ABOUT THIS EXERCISE »
Leave the images out. Give every line below again, precisely.

[Records from a collection]
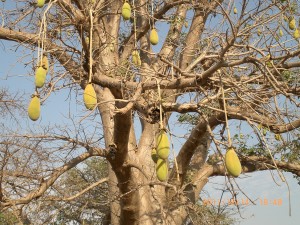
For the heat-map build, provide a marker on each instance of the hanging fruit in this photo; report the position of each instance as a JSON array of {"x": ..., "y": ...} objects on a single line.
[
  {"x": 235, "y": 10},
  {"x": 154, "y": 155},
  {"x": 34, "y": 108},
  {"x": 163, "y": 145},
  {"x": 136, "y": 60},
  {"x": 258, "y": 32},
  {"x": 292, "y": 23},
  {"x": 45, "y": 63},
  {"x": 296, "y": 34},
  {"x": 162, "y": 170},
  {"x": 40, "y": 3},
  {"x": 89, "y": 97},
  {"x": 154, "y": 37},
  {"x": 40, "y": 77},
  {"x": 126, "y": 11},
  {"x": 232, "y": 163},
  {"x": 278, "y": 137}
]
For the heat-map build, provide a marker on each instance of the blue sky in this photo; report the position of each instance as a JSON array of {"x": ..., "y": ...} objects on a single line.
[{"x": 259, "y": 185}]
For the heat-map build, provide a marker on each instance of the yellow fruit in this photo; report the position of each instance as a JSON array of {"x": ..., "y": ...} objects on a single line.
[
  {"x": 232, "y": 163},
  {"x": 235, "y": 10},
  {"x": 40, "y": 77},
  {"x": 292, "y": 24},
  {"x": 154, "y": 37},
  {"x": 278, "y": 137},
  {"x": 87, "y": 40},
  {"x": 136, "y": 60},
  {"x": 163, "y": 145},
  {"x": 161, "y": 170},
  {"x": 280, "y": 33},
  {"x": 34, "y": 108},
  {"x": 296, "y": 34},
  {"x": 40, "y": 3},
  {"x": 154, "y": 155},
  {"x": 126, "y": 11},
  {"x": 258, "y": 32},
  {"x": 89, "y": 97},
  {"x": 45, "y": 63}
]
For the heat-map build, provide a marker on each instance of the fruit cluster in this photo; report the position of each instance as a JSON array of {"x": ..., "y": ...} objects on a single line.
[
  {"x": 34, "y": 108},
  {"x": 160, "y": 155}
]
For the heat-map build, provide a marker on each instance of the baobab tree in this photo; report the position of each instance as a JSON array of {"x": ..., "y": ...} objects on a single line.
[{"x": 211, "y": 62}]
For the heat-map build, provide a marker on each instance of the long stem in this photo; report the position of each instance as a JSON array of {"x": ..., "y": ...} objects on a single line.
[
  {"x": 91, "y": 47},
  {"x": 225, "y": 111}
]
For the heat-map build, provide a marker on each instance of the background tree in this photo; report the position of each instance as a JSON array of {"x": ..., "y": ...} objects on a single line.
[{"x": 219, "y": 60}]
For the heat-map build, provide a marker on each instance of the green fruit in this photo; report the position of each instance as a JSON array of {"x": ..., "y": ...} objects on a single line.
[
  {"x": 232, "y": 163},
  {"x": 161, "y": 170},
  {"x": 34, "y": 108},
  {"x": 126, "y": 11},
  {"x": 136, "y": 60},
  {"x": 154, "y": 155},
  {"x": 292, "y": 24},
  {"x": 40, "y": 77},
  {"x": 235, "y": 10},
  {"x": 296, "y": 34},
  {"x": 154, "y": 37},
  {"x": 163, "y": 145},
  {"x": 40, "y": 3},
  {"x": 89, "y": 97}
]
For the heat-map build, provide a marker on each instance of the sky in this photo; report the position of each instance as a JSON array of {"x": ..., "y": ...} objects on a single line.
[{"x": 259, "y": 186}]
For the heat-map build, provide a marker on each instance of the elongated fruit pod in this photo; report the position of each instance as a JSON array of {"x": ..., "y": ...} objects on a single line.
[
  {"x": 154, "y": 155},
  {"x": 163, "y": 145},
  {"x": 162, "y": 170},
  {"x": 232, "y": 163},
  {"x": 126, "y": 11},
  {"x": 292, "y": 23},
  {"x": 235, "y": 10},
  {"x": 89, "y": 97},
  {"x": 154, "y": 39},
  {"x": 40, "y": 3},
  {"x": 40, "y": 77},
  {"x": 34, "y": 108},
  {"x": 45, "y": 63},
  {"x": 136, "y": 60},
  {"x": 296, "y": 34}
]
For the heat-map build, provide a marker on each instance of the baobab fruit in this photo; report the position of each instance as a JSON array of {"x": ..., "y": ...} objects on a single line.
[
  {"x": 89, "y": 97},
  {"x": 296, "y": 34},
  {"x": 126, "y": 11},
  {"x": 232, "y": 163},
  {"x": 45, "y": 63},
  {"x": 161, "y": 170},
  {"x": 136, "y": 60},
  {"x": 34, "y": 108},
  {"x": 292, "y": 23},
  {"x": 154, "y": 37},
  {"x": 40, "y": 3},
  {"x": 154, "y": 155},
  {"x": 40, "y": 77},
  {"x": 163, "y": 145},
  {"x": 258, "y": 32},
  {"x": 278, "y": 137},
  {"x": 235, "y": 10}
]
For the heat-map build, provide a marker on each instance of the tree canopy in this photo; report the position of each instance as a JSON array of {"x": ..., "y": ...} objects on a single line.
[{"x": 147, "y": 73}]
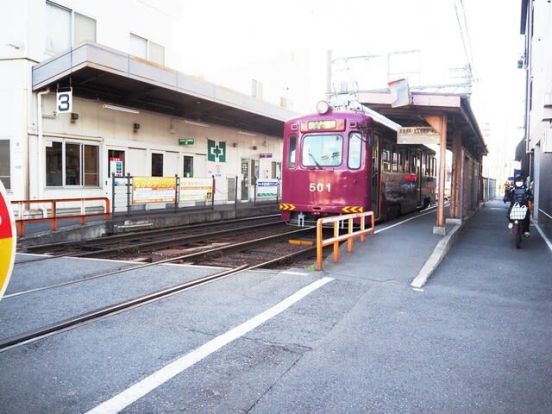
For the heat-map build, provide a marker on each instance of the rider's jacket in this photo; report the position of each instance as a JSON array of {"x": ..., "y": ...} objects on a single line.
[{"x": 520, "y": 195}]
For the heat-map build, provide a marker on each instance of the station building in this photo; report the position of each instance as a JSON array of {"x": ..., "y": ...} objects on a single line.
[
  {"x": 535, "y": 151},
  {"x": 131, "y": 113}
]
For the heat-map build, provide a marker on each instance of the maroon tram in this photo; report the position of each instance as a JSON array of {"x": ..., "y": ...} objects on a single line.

SOLUTION TO THIS PROBLEM »
For the heat-map build, provide a marker on each instance of the hanging fruit in this photo; report the position of each instance as a JSON array of {"x": ..., "y": ...} objects on a single line.
[
  {"x": 235, "y": 10},
  {"x": 154, "y": 155},
  {"x": 34, "y": 108},
  {"x": 163, "y": 145},
  {"x": 136, "y": 60},
  {"x": 258, "y": 32},
  {"x": 292, "y": 23},
  {"x": 45, "y": 63},
  {"x": 296, "y": 34},
  {"x": 162, "y": 170},
  {"x": 40, "y": 3},
  {"x": 89, "y": 97},
  {"x": 154, "y": 37},
  {"x": 40, "y": 77},
  {"x": 126, "y": 11},
  {"x": 232, "y": 163},
  {"x": 278, "y": 137}
]
For the heat-map build, provide a marker on each instance of the blue sky in this photo; report the position of each instance as a JSON array of {"x": ..., "y": ...} objects on a single line.
[{"x": 259, "y": 185}]
For the heat-map build, provide a marker on each instance of the yellow fruit in this photo; report the position of each instance as a JSON array of {"x": ..., "y": ...} objects on a single line.
[
  {"x": 232, "y": 163},
  {"x": 235, "y": 10},
  {"x": 40, "y": 77},
  {"x": 292, "y": 24},
  {"x": 154, "y": 37},
  {"x": 278, "y": 137},
  {"x": 87, "y": 40},
  {"x": 136, "y": 60},
  {"x": 163, "y": 145},
  {"x": 161, "y": 170},
  {"x": 280, "y": 33},
  {"x": 34, "y": 108},
  {"x": 296, "y": 34},
  {"x": 40, "y": 3},
  {"x": 154, "y": 155},
  {"x": 126, "y": 11},
  {"x": 258, "y": 32},
  {"x": 89, "y": 97},
  {"x": 45, "y": 63}
]
For the heat-map build, provide a marker on each instance of the fruit cluster in this photo; report the position of each instance as a JSON array of {"x": ..., "y": ...} objects on a single line.
[
  {"x": 34, "y": 108},
  {"x": 160, "y": 155}
]
For the heat-map build, provide a marker on each instance of the baobab tree in this photo; report the position of each instance as a JSON array of {"x": ..., "y": ...} objects on a single line.
[{"x": 211, "y": 62}]
For the heat-map build, provide a marker on each instance of the long stem in this photo; report the position of each instance as a JSON array of {"x": ..., "y": ...} objects on a single line.
[
  {"x": 91, "y": 47},
  {"x": 225, "y": 111}
]
For the heat-map build, provide a marker on each instance of the background tree in this photo; report the position of each instance as a JSON array of {"x": ..., "y": ...} objects on a single line.
[{"x": 219, "y": 60}]
For the heat-map build, provide a marker on each instance of the green fruit in this photo; report the position of each instance as a JSON array of {"x": ..., "y": ...} objects on a single line.
[
  {"x": 232, "y": 163},
  {"x": 161, "y": 170},
  {"x": 34, "y": 108},
  {"x": 126, "y": 11},
  {"x": 136, "y": 60},
  {"x": 154, "y": 155},
  {"x": 292, "y": 24},
  {"x": 40, "y": 77},
  {"x": 235, "y": 10},
  {"x": 296, "y": 34},
  {"x": 154, "y": 37},
  {"x": 163, "y": 145},
  {"x": 40, "y": 3},
  {"x": 89, "y": 97}
]
For the heat-map build, provide a marker on each instance of the sky in this photo; report the position of each instance as a JSON array of {"x": ..., "y": ...} objects on a single line.
[{"x": 259, "y": 186}]
For the heat-map build, provide a marker on each instance of the elongated fruit pod in this photo; report the position of each instance as a JSON array of {"x": ..., "y": ...} objects on a single line.
[
  {"x": 154, "y": 155},
  {"x": 163, "y": 145},
  {"x": 162, "y": 170},
  {"x": 232, "y": 163},
  {"x": 126, "y": 11},
  {"x": 292, "y": 23},
  {"x": 235, "y": 10},
  {"x": 89, "y": 97},
  {"x": 154, "y": 39},
  {"x": 40, "y": 3},
  {"x": 40, "y": 77},
  {"x": 34, "y": 108},
  {"x": 45, "y": 63},
  {"x": 136, "y": 60},
  {"x": 296, "y": 34}
]
For the heat-map build, provide a marker on each instance of the baobab fruit in this photo; report the position of each instance as a JSON array of {"x": ..., "y": ...} objects on a single line.
[
  {"x": 89, "y": 97},
  {"x": 296, "y": 34},
  {"x": 126, "y": 11},
  {"x": 232, "y": 163},
  {"x": 45, "y": 63},
  {"x": 161, "y": 170},
  {"x": 136, "y": 60},
  {"x": 34, "y": 108},
  {"x": 292, "y": 23},
  {"x": 154, "y": 37},
  {"x": 40, "y": 3},
  {"x": 154, "y": 155},
  {"x": 40, "y": 77},
  {"x": 163, "y": 145},
  {"x": 258, "y": 32},
  {"x": 278, "y": 137},
  {"x": 235, "y": 10}
]
For the heat-map build, provide a marker on each instance of the tree canopy in this photo; report the position of each instance as a JSON array of {"x": ..., "y": ...} objects on a single line.
[{"x": 147, "y": 73}]
For the heat-map build, provide a marker on each instance of the rider's jacket in this photo; report the position of each instance as a JSON array of {"x": ..., "y": ...} objects on a single line.
[{"x": 520, "y": 195}]
For the heat-map build, provide a marker on each instance of the station building in this photo; report the position of each instance as a JSON array of {"x": ..., "y": ...} objects on a single line.
[
  {"x": 535, "y": 151},
  {"x": 131, "y": 113}
]
For the heat-map build, provide a marker on each instance of the maroon tram in this photo; report the position of each instance as a JSON array of {"x": ..., "y": ...} objects on a single line.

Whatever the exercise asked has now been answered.